In the heme biosynthesis text below, rewrite the part that begins with "This highly distinctive" and ends with "remains in δ-aminolevulinate.", swapping "carbon dioxide" for "CO₂".

DOCUMENT EXTRACT:
%%

Experiments using ¹⁴C, which had just become available, revealed that 8 of the carbon atoms of heme in nucleated duck erythrocytes are derived from the α-carbon atom of glycine and none from the carboxyl carbon atom. Subsequent studies demonstrated that the other 26 carbon atoms of heme can arise from acetate. Moreover, the ¹⁴C in methyl-labeled acetate emerged in 24 of these carbon atoms, whereas the ¹⁴C in carboxyl-labeled acetate appeared only in the other 2 (Figure 24.27).

This highly distinctive labeling pattern suggested that acetate is converted to succinyl-CoA through enzymes from the citric acid cycle (Section 17.2) and that a heme precursor is formed by the condensation of glycine with succinyl-CoA. Indeed, the first step in the biosynthesis of porphyrins in mammals is the condensation of glycine and succinyl CoA to form δ-aminolevulinate.

This reaction is catalyzed by δ-aminolevulinate synthase, a PLP enzyme present in mitochondria. Consistent with the labeling studies described earlier, the carbon atom from the carboxyl group of glycine is lost as carbon dioxide, while the α-carbon remains in δ-aminolevulinate.

Two molecules of δ-aminolevulinate condense to form porphobilinogen, the next intermediate. Four molecules of porphobilinogen then condense head to tail to form a linear tetrapyrrole in a reaction catalyzed by porphobilinogen deaminase. The enzyme-bound linear tetrapyrrole then cyclizes to form uroporphyrinogen III, which has an asymmetric arrangement of side chains. This reaction requires a cosynthase. In the presence of synthase alone, uroporphyrinogen I, the nonphysiological symmetric isomer, is produced. Uroporphyrinogen III is also a key intermediate in the synthesis of vitamin B₁₂ by bacteria and that of chlorophyll by bacteria and plants (Figure 24.28).

%%

DATA SHOWN:
%%

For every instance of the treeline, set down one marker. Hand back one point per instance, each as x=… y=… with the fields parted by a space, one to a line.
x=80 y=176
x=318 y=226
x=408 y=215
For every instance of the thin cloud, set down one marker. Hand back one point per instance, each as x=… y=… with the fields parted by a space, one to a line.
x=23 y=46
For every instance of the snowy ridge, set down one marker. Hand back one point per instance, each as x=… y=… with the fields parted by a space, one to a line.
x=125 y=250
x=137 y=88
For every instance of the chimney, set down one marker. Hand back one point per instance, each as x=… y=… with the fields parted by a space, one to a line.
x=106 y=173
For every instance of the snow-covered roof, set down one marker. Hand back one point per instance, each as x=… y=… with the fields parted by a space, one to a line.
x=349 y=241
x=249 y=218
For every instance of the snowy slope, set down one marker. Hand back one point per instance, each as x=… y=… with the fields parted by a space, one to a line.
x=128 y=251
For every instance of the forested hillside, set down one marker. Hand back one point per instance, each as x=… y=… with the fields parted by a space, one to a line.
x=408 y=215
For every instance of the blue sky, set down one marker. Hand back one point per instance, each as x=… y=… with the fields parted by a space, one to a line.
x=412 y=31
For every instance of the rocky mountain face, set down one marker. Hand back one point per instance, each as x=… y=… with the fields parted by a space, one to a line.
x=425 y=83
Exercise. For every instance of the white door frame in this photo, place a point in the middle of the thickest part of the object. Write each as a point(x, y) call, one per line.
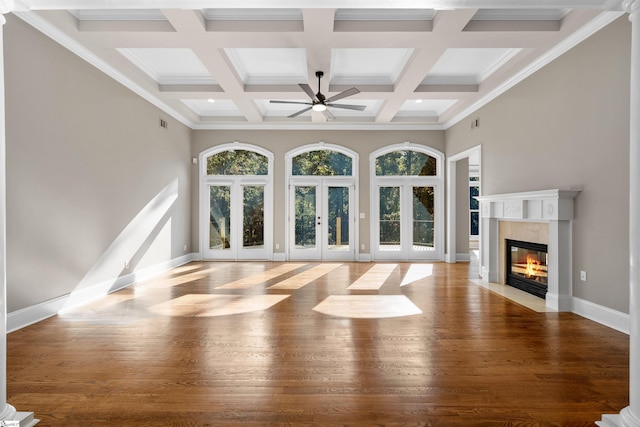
point(353, 208)
point(239, 181)
point(435, 181)
point(450, 255)
point(322, 251)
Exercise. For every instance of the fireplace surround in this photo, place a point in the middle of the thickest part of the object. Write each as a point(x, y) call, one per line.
point(526, 266)
point(545, 213)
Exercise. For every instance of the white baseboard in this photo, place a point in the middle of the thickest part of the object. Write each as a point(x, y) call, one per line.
point(603, 315)
point(29, 315)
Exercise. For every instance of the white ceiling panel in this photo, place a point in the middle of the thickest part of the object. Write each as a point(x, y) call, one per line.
point(169, 65)
point(221, 14)
point(244, 53)
point(468, 66)
point(519, 14)
point(425, 107)
point(218, 107)
point(385, 14)
point(373, 66)
point(119, 15)
point(269, 109)
point(269, 65)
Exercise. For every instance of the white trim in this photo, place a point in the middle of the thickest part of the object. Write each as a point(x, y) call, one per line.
point(565, 45)
point(451, 198)
point(601, 314)
point(436, 181)
point(235, 180)
point(463, 257)
point(364, 258)
point(29, 315)
point(354, 179)
point(58, 36)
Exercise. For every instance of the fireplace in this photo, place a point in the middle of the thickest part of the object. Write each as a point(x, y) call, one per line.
point(527, 266)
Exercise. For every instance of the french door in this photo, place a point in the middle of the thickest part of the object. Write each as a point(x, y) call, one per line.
point(236, 223)
point(321, 220)
point(406, 226)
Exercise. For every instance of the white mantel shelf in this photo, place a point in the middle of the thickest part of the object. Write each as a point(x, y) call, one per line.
point(554, 207)
point(544, 205)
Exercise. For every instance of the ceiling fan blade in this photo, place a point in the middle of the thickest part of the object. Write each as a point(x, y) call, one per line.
point(298, 113)
point(327, 114)
point(344, 94)
point(273, 101)
point(348, 106)
point(308, 91)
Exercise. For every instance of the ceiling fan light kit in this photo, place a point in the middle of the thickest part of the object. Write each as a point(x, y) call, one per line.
point(320, 103)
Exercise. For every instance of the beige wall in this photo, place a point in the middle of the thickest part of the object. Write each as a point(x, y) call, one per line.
point(280, 142)
point(84, 157)
point(567, 126)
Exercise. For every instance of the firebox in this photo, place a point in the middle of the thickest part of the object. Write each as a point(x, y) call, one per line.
point(527, 266)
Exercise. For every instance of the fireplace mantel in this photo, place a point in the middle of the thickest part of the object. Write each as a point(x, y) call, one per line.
point(554, 207)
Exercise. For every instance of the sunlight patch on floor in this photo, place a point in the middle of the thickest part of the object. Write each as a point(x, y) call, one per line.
point(367, 306)
point(374, 278)
point(174, 281)
point(417, 272)
point(306, 277)
point(258, 279)
point(216, 305)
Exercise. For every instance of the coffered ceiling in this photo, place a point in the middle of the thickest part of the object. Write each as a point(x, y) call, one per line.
point(417, 64)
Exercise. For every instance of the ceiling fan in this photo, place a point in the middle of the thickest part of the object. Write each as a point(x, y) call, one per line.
point(320, 103)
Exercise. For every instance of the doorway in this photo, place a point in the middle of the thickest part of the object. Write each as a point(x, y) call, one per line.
point(322, 220)
point(236, 202)
point(322, 194)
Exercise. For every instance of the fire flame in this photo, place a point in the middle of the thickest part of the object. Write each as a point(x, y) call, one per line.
point(532, 266)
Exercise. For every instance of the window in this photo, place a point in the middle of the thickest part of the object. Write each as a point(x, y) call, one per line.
point(237, 162)
point(405, 163)
point(322, 163)
point(407, 204)
point(236, 202)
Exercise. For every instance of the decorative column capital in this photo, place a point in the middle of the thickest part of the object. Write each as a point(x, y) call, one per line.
point(631, 6)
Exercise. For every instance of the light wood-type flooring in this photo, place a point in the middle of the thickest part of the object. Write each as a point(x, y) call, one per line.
point(295, 344)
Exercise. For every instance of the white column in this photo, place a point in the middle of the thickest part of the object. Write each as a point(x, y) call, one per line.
point(630, 416)
point(7, 412)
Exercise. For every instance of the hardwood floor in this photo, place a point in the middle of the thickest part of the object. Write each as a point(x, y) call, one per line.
point(187, 349)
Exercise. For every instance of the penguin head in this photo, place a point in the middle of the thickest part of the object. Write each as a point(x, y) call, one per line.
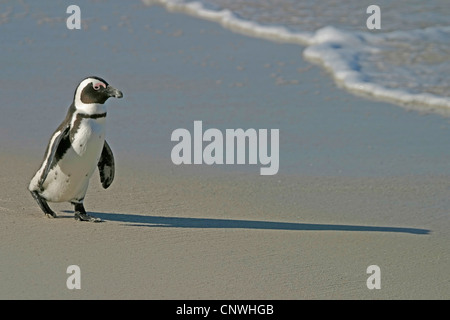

%%

COMPLETED EXERCISE:
This highly distinctive labeling pattern suggested that acetate is converted to succinyl-CoA through enzymes from the citric acid cycle (Section 17.2) and that a heme precursor is formed by the condensation of glycine with succinyl-CoA. Indeed, the first step in the biosynthesis of porphyrins in mammals is the condensation of glycine and succinyl CoA to form δ-aminolevulinate.

This reaction is catalyzed by δ-aminolevulinate synthase, a PLP enzyme present in mitochondria. Consistent with the labeling studies described earlier, the carbon atom from the carboxyl group of glycine is lost as CO₂, while the α-carbon remains in δ-aminolevulinate.